■ **Text segment**:
────

ASU School of Sustainability Professor Arnim Wiek proclaimed this to a rapt group of about 20 on a recent Wednesday night at the HEALab entrepreneurial space on the Downtown Phoenix campus where they had gathered to participate in Prepped, a free, early-stage food business accelerator program designed for ventures owned by women and underrepresented minorities.
Founded in 2016 as a collaborative effort between Entrepreneurship and Innovationa unit of ASU Knowledge Enterprise Development, Edson College of Nursing and Health Innovation and the College of Health Solutions, Prepped welcomed a new partner into the mix this semester with the addition of the School of Sustainability.
The school’s inclusion in the program felt like a natural move, said Ji Mi Choi, associate vice president of Knowledge Enterprise Development at Arizona State University.
“Entrepreneurship and Innovation is always looking for ways to uphold ASU’s design aspirations,” she said. “Prepped already does a good job of valuing entrepreneurship, leveraging our place and being socially embedded. And since sustainability is such a key throughput in all things we do in the university, it just made sense that it should become a core aspect of Prepped.”
The program is geared toward owners of emerging food businesses that are beyond the idea stage, in revenue and seeking the tools to scale. Now, in addition to the already established curriculum that includes food costing and financial literacy, small business marketing and communication strategies, and permits and licensing, participants of Prepped are learning green business operations so that sustainability is built into their company from the start.
Prepped holds weekly classes each fall and spring, allows for interactive peer learning and provides financial support and one-on-one mentorship with industry experts.
During a recent class taught by Wiek, who contributed largely to the development of the new sustainability-centric curriculum, participants learned about food sourcing — local, seasonal, organic and fair trade.
“We’re trying to teach food economy, not just food enterprise,” said Wiek, who also serves as director of the Sustainable Food Economy Lab. “We want Prepped to be an accelerator of the sustainable food economy, which is slowly emerging across the state.”
That evening, he and guest lecturer Kristen Osgood, program manager for the Rob and Melani Walton Sustainability Solutions Service, shared a variety of helpful tools with participants, including a seasonal availability guide and a sourcing template that can be used to identify green, local sources for ingredients.

────

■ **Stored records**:
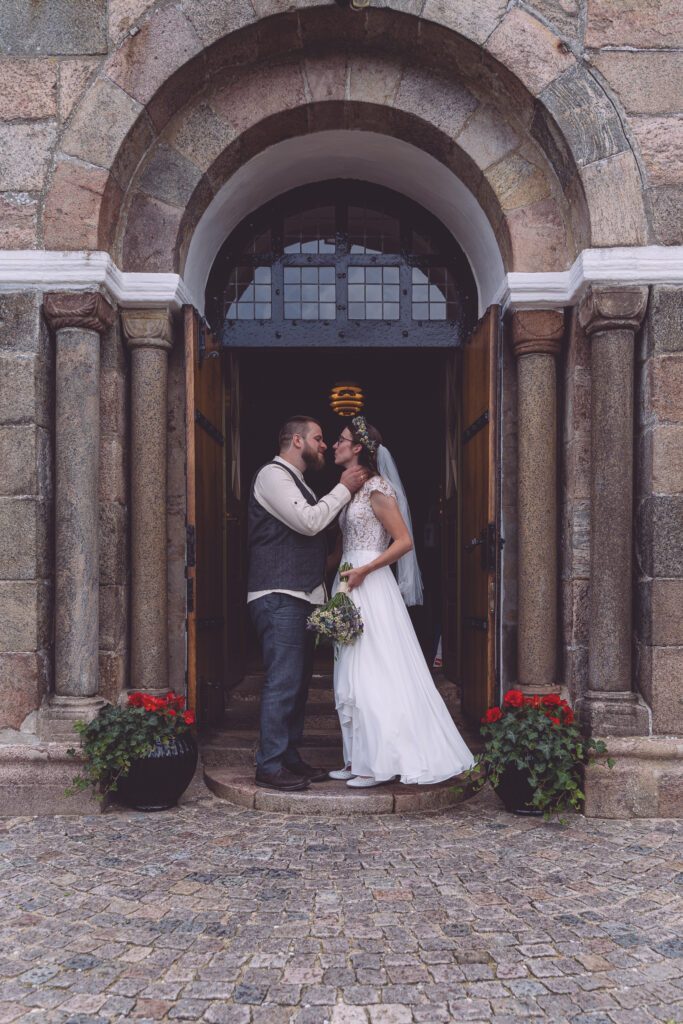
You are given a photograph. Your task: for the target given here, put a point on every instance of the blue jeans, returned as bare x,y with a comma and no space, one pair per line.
288,658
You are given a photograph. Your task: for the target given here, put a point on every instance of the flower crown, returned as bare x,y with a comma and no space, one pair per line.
360,428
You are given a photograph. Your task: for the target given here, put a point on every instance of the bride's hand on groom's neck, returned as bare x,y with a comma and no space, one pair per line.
353,478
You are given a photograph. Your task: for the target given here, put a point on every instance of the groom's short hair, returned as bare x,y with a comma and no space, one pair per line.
295,425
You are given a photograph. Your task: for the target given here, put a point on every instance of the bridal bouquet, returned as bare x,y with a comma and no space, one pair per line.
339,621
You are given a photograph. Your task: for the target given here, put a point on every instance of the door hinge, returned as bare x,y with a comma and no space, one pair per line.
190,546
477,624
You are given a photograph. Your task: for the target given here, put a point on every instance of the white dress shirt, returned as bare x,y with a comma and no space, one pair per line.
278,494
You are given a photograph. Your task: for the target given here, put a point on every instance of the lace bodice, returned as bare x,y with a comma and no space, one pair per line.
361,530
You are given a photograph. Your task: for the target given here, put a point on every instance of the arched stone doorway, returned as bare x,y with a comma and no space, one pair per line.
338,280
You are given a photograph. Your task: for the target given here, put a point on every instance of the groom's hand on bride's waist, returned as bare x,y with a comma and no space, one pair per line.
353,478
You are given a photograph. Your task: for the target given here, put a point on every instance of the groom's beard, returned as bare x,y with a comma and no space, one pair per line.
313,460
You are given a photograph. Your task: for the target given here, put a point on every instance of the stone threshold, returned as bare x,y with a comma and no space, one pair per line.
333,798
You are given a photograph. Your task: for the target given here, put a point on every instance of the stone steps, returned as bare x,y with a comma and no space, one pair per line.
228,757
238,786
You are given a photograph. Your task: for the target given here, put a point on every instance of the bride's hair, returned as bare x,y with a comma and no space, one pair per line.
366,457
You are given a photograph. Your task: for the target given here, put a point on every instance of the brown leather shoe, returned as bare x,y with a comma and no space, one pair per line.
283,779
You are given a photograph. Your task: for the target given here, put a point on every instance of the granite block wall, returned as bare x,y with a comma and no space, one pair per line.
658,610
574,456
26,509
114,514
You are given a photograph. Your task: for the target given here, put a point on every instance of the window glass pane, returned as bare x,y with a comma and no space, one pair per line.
436,298
373,230
310,230
241,292
309,299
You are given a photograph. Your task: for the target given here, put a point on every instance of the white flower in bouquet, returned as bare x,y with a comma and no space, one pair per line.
339,621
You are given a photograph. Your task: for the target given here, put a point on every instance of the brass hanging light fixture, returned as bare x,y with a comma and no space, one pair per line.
346,398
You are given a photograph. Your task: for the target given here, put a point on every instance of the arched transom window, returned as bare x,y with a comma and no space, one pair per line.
341,263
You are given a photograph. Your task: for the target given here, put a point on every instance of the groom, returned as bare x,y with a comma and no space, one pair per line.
287,555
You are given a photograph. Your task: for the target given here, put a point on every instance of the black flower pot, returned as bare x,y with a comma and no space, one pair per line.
516,793
157,781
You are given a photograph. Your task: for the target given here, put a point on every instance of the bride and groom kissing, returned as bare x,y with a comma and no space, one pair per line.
392,719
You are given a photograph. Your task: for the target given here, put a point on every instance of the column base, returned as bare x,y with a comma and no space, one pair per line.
620,714
56,717
646,780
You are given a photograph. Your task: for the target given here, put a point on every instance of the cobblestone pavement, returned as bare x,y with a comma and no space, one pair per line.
214,913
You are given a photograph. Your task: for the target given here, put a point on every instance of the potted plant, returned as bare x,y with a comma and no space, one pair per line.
534,754
143,751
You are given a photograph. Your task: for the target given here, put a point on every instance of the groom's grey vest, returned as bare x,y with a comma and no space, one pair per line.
279,557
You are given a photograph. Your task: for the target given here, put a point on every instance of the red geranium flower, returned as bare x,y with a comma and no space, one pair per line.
515,698
493,715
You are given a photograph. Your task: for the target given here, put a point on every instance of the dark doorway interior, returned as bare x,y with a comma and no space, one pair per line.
403,397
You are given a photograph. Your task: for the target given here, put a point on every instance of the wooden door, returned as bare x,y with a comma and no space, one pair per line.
205,559
479,530
236,532
451,520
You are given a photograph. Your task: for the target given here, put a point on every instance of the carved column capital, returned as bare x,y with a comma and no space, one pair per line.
147,328
538,331
87,310
608,307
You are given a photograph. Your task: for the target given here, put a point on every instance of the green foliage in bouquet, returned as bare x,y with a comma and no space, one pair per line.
339,621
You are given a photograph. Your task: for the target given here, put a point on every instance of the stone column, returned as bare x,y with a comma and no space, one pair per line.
537,339
610,315
78,318
148,333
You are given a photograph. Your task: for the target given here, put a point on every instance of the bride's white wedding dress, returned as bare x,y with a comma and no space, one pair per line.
392,717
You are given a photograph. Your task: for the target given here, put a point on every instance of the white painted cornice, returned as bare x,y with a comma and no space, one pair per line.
33,269
633,265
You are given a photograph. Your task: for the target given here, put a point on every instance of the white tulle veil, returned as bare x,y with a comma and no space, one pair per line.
410,578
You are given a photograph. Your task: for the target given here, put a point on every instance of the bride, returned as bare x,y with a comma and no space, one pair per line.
392,718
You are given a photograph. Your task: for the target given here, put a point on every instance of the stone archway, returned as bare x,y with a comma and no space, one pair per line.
518,119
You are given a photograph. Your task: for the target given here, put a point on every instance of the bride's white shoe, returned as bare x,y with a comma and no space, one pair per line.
342,774
361,782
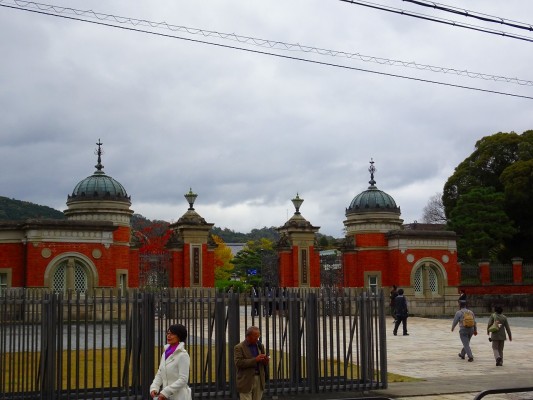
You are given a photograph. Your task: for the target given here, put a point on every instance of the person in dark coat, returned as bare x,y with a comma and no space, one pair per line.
393,294
498,338
251,365
402,312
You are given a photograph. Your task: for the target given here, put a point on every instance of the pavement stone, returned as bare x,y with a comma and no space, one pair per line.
430,353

────

■ **Problems and tasks**:
[a] Answer these questions using the article on the Prepped accelerator program:
(i) In what year was Prepped founded?
(ii) When are Prepped's weekly classes held?
(iii) Besides teaching, what lab does Arnim Wiek direct?
[b] Carry the article on the Prepped food business accelerator forward from its final sentence.

■ **Task answers**:
[a]
(i) 2016
(ii) Each fall and spring
(iii) The Sustainable Food Economy Lab

[b]
The benefit of green, local sourcing is a factor some participants already know well. Hedda Fay, co-owner of Masa’s, a Prescott, Arizona, purveyor of homemade baked goods, attested that not only do some farmers markets require vendors’ products to contain a certain percentage of Arizona ingredients, but “if your packaging is plastic, don’t even bother showing up.”
She doesn’t mind abiding by those standards, though.
“For me, that’s important,” Fay said. “When you can tell a customer, ‘This is from (a local farm),’ or, ‘This is pesticide-free,’ it makes a difference.”
According to Osgood, Fay’s claim isn’t just anecdotal.
“Purpose-driven companies that align their business practices with their values often outperform ones that don’t,” she said. “People are tired of companies that are trashing the planet. They want to buy from companies that share their values.”
Since participating in Prepped last spring, Irene Arellano of Cantaguas has taken that to heart. (Though the School of Sustainability only became an official partner this semester, Wiek and other Prepped instructors began testing out the new sustainability curriculum on Arellano’s cohort.)
Cantaguas offers the traditional Mexican beverages known as aguas frescas, which blend water, fruits and vegetables. Before Prepped, Arellano and co-owner Elva Covarrubias mostly bought their ingredients at grocery stores and didn’t re-use their waste. Today, they source as much as possible from local growers, compost their waste and are in the process of switching to compostable materials for their packaging.
And they’ve seen business improve: They went from selling at one farmers market to selling at several, and have even expanded to catering events, with a couple of weddings already under their belt. What’s more, a couple of food truck vendors they became acquainted with through Prepped now carry their products.
“The sustainability lessons were a big eye-opener, because I don’t think we realized what we can actually do,” Arellano said. “We can compost all the fruits and veggies in our own garden, or other companies can do that for us. And we’re so much more aware of our community and what we can do to help one another.”
Later this month, Arellano and several ASU experts will be participating in Owning It, a traveling two-day intensive workshop for women with up-and-coming food businesses. Owning It is an extension of the James Beard Foundation’s Impact Programs, which aim to establish a more sustainable food system through education, advocacy and thought leadership.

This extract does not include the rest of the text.